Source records

=======

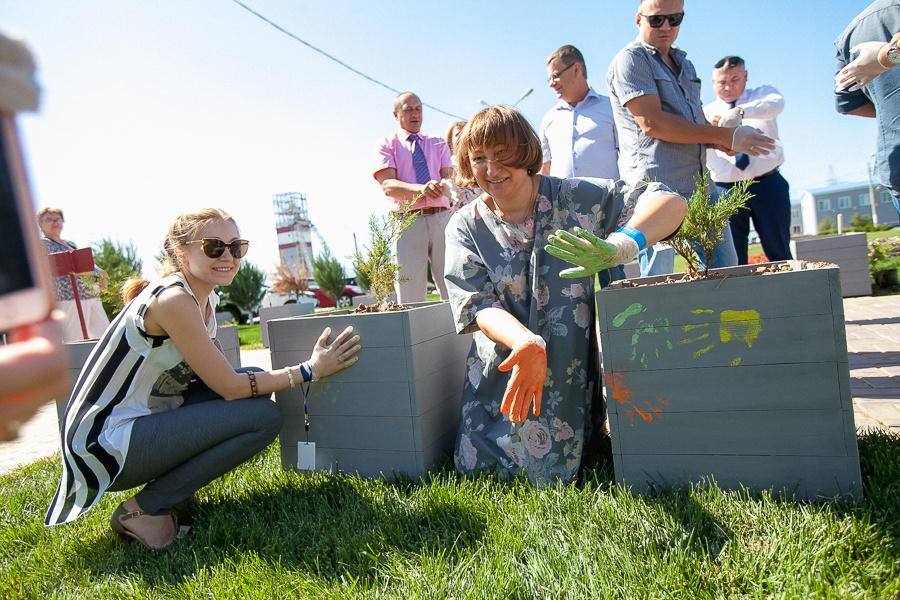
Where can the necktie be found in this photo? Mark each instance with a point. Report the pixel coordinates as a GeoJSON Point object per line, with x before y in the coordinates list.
{"type": "Point", "coordinates": [741, 161]}
{"type": "Point", "coordinates": [419, 163]}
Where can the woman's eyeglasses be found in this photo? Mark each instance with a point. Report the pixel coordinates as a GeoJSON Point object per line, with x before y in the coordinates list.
{"type": "Point", "coordinates": [656, 21]}
{"type": "Point", "coordinates": [214, 247]}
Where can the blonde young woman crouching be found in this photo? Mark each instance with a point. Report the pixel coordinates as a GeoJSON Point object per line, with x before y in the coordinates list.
{"type": "Point", "coordinates": [158, 405]}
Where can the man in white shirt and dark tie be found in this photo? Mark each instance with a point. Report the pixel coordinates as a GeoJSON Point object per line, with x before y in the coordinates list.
{"type": "Point", "coordinates": [578, 135]}
{"type": "Point", "coordinates": [770, 206]}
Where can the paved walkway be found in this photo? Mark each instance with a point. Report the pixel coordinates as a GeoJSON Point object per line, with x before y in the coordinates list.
{"type": "Point", "coordinates": [873, 339]}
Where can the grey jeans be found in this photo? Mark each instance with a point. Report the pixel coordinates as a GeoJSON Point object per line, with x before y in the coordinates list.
{"type": "Point", "coordinates": [177, 452]}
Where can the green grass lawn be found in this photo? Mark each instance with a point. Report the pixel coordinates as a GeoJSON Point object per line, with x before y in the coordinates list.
{"type": "Point", "coordinates": [267, 533]}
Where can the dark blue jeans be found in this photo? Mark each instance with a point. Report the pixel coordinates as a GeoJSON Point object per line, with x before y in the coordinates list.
{"type": "Point", "coordinates": [770, 210]}
{"type": "Point", "coordinates": [177, 452]}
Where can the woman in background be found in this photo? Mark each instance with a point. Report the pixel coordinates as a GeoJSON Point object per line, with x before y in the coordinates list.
{"type": "Point", "coordinates": [50, 221]}
{"type": "Point", "coordinates": [459, 195]}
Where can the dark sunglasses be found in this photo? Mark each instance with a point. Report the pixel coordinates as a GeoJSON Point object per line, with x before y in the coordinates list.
{"type": "Point", "coordinates": [732, 61]}
{"type": "Point", "coordinates": [656, 21]}
{"type": "Point", "coordinates": [214, 247]}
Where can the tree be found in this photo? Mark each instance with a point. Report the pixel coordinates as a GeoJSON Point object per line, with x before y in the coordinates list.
{"type": "Point", "coordinates": [380, 270]}
{"type": "Point", "coordinates": [362, 277]}
{"type": "Point", "coordinates": [120, 262]}
{"type": "Point", "coordinates": [248, 287]}
{"type": "Point", "coordinates": [705, 223]}
{"type": "Point", "coordinates": [290, 279]}
{"type": "Point", "coordinates": [329, 274]}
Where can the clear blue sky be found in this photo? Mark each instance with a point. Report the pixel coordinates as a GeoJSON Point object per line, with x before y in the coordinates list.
{"type": "Point", "coordinates": [154, 108]}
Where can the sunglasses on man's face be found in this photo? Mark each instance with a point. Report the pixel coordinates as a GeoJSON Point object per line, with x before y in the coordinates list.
{"type": "Point", "coordinates": [656, 21]}
{"type": "Point", "coordinates": [731, 61]}
{"type": "Point", "coordinates": [214, 247]}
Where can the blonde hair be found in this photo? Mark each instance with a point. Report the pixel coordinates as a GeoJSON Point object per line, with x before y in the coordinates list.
{"type": "Point", "coordinates": [184, 229]}
{"type": "Point", "coordinates": [499, 126]}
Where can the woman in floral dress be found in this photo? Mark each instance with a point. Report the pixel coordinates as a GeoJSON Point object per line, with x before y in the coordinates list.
{"type": "Point", "coordinates": [532, 371]}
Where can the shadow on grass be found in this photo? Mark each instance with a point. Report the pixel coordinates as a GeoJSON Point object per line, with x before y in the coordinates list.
{"type": "Point", "coordinates": [330, 527]}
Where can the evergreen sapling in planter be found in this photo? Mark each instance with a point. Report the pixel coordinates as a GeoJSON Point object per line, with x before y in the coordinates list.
{"type": "Point", "coordinates": [397, 409]}
{"type": "Point", "coordinates": [705, 223]}
{"type": "Point", "coordinates": [737, 375]}
{"type": "Point", "coordinates": [376, 265]}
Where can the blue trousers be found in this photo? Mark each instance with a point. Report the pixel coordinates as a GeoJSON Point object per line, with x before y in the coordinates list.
{"type": "Point", "coordinates": [770, 210]}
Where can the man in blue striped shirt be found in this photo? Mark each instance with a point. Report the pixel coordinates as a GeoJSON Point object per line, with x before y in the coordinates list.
{"type": "Point", "coordinates": [663, 133]}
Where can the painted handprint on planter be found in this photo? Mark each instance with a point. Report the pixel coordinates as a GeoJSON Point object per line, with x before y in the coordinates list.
{"type": "Point", "coordinates": [731, 331]}
{"type": "Point", "coordinates": [653, 336]}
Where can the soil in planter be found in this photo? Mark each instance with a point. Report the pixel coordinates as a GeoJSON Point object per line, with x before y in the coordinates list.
{"type": "Point", "coordinates": [778, 267]}
{"type": "Point", "coordinates": [367, 308]}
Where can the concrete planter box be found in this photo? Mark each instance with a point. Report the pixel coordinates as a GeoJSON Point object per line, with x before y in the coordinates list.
{"type": "Point", "coordinates": [78, 355]}
{"type": "Point", "coordinates": [745, 380]}
{"type": "Point", "coordinates": [849, 251]}
{"type": "Point", "coordinates": [369, 299]}
{"type": "Point", "coordinates": [231, 343]}
{"type": "Point", "coordinates": [279, 312]}
{"type": "Point", "coordinates": [396, 410]}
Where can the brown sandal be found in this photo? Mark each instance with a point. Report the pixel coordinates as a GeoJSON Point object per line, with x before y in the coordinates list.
{"type": "Point", "coordinates": [123, 514]}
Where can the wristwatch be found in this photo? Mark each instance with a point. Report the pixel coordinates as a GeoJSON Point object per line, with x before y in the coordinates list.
{"type": "Point", "coordinates": [893, 54]}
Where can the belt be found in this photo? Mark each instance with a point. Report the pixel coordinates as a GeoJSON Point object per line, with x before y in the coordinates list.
{"type": "Point", "coordinates": [433, 210]}
{"type": "Point", "coordinates": [757, 178]}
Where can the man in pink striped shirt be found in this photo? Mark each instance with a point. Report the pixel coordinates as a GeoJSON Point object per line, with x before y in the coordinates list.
{"type": "Point", "coordinates": [412, 164]}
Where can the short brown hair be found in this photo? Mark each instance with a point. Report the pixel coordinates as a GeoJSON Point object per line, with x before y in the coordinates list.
{"type": "Point", "coordinates": [449, 137]}
{"type": "Point", "coordinates": [398, 101]}
{"type": "Point", "coordinates": [569, 55]}
{"type": "Point", "coordinates": [495, 126]}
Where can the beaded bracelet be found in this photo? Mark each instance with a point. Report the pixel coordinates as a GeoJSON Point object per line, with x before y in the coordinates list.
{"type": "Point", "coordinates": [254, 391]}
{"type": "Point", "coordinates": [636, 235]}
{"type": "Point", "coordinates": [291, 377]}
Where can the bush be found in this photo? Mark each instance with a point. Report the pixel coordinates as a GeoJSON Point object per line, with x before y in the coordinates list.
{"type": "Point", "coordinates": [120, 262]}
{"type": "Point", "coordinates": [826, 226]}
{"type": "Point", "coordinates": [329, 274]}
{"type": "Point", "coordinates": [861, 222]}
{"type": "Point", "coordinates": [884, 254]}
{"type": "Point", "coordinates": [290, 279]}
{"type": "Point", "coordinates": [247, 288]}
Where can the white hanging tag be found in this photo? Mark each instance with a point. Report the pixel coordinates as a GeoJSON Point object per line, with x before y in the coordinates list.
{"type": "Point", "coordinates": [306, 456]}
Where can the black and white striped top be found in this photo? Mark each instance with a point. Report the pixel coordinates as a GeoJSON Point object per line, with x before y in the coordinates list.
{"type": "Point", "coordinates": [129, 374]}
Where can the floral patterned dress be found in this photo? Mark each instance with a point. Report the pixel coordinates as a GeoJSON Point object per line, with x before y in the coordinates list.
{"type": "Point", "coordinates": [492, 263]}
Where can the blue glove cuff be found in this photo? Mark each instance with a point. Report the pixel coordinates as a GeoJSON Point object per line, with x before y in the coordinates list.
{"type": "Point", "coordinates": [636, 235]}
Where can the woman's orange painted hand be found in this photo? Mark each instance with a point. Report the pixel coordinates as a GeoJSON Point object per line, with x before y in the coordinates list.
{"type": "Point", "coordinates": [528, 363]}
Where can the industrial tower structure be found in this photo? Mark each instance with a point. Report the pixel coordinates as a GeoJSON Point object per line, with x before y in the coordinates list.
{"type": "Point", "coordinates": [294, 229]}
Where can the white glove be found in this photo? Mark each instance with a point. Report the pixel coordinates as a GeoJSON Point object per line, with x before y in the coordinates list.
{"type": "Point", "coordinates": [863, 69]}
{"type": "Point", "coordinates": [752, 141]}
{"type": "Point", "coordinates": [732, 118]}
{"type": "Point", "coordinates": [18, 90]}
{"type": "Point", "coordinates": [627, 249]}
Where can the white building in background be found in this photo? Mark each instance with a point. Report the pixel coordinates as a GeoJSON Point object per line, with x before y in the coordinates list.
{"type": "Point", "coordinates": [293, 228]}
{"type": "Point", "coordinates": [845, 199]}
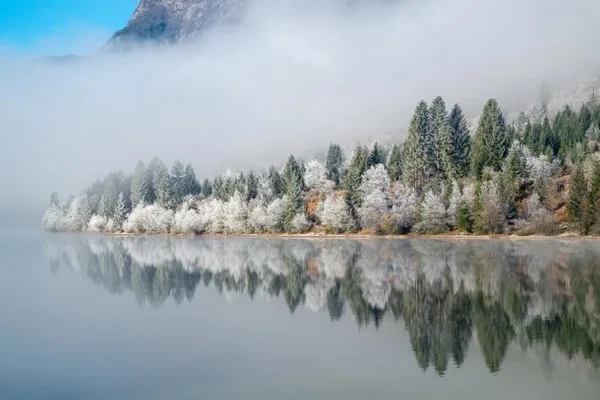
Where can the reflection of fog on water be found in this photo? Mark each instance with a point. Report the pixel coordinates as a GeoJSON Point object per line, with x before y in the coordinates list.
{"type": "Point", "coordinates": [445, 291]}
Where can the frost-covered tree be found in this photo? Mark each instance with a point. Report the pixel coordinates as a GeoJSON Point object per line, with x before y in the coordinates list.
{"type": "Point", "coordinates": [315, 177]}
{"type": "Point", "coordinates": [490, 141]}
{"type": "Point", "coordinates": [454, 205]}
{"type": "Point", "coordinates": [191, 186]}
{"type": "Point", "coordinates": [236, 214]}
{"type": "Point", "coordinates": [458, 158]}
{"type": "Point", "coordinates": [490, 212]}
{"type": "Point", "coordinates": [335, 214]}
{"type": "Point", "coordinates": [300, 223]}
{"type": "Point", "coordinates": [334, 163]}
{"type": "Point", "coordinates": [119, 213]}
{"type": "Point", "coordinates": [394, 163]}
{"type": "Point", "coordinates": [433, 214]}
{"type": "Point", "coordinates": [404, 201]}
{"type": "Point", "coordinates": [97, 224]}
{"type": "Point", "coordinates": [140, 185]}
{"type": "Point", "coordinates": [440, 131]}
{"type": "Point", "coordinates": [418, 151]}
{"type": "Point", "coordinates": [275, 212]}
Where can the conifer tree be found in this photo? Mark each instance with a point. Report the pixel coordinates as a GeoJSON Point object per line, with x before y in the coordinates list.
{"type": "Point", "coordinates": [490, 142]}
{"type": "Point", "coordinates": [577, 196]}
{"type": "Point", "coordinates": [139, 185]}
{"type": "Point", "coordinates": [394, 164]}
{"type": "Point", "coordinates": [418, 148]}
{"type": "Point", "coordinates": [440, 131]}
{"type": "Point", "coordinates": [206, 188]}
{"type": "Point", "coordinates": [334, 163]}
{"type": "Point", "coordinates": [119, 212]}
{"type": "Point", "coordinates": [191, 186]}
{"type": "Point", "coordinates": [375, 156]}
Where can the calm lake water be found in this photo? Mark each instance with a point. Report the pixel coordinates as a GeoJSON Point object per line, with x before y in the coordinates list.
{"type": "Point", "coordinates": [167, 318]}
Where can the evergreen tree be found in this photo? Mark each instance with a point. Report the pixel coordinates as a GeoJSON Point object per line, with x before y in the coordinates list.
{"type": "Point", "coordinates": [139, 185]}
{"type": "Point", "coordinates": [440, 131]}
{"type": "Point", "coordinates": [490, 142]}
{"type": "Point", "coordinates": [417, 165]}
{"type": "Point", "coordinates": [206, 188]}
{"type": "Point", "coordinates": [375, 156]}
{"type": "Point", "coordinates": [394, 164]}
{"type": "Point", "coordinates": [177, 184]}
{"type": "Point", "coordinates": [577, 196]}
{"type": "Point", "coordinates": [120, 211]}
{"type": "Point", "coordinates": [191, 186]}
{"type": "Point", "coordinates": [457, 164]}
{"type": "Point", "coordinates": [292, 204]}
{"type": "Point", "coordinates": [334, 163]}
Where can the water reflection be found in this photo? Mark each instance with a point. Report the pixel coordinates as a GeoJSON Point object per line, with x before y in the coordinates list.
{"type": "Point", "coordinates": [445, 292]}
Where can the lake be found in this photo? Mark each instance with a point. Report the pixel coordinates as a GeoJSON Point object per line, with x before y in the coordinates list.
{"type": "Point", "coordinates": [102, 317]}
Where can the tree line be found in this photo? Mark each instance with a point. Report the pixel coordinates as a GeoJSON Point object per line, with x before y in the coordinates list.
{"type": "Point", "coordinates": [539, 173]}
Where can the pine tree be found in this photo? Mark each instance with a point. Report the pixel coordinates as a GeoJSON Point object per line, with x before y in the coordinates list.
{"type": "Point", "coordinates": [440, 130]}
{"type": "Point", "coordinates": [577, 196]}
{"type": "Point", "coordinates": [119, 212]}
{"type": "Point", "coordinates": [139, 185]}
{"type": "Point", "coordinates": [191, 186]}
{"type": "Point", "coordinates": [490, 142]}
{"type": "Point", "coordinates": [206, 188]}
{"type": "Point", "coordinates": [375, 156]}
{"type": "Point", "coordinates": [292, 204]}
{"type": "Point", "coordinates": [394, 164]}
{"type": "Point", "coordinates": [177, 184]}
{"type": "Point", "coordinates": [417, 167]}
{"type": "Point", "coordinates": [334, 163]}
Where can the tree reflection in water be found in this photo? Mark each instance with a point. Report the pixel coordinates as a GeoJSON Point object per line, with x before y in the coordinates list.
{"type": "Point", "coordinates": [446, 291]}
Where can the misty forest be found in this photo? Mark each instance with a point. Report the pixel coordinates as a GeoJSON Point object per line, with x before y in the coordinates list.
{"type": "Point", "coordinates": [537, 174]}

=======

■ Your instructions
Restate word for word the lines from the one holding "Where can the tree reflection" to the end of the listing, both ends included, and nothing more.

■ Response to the exercise
Where can the tree reflection in water be found in this photo? Mark each instance with a point. Report the pixel coordinates as a GeoJSON Point object per line, with x before y in the coordinates list.
{"type": "Point", "coordinates": [446, 291]}
Where can the misty forest be found in this photo? Mark each instance with a point. Report the pixel coordinates as a GeoJSON Point object per line, with x before y in the coordinates list.
{"type": "Point", "coordinates": [537, 174]}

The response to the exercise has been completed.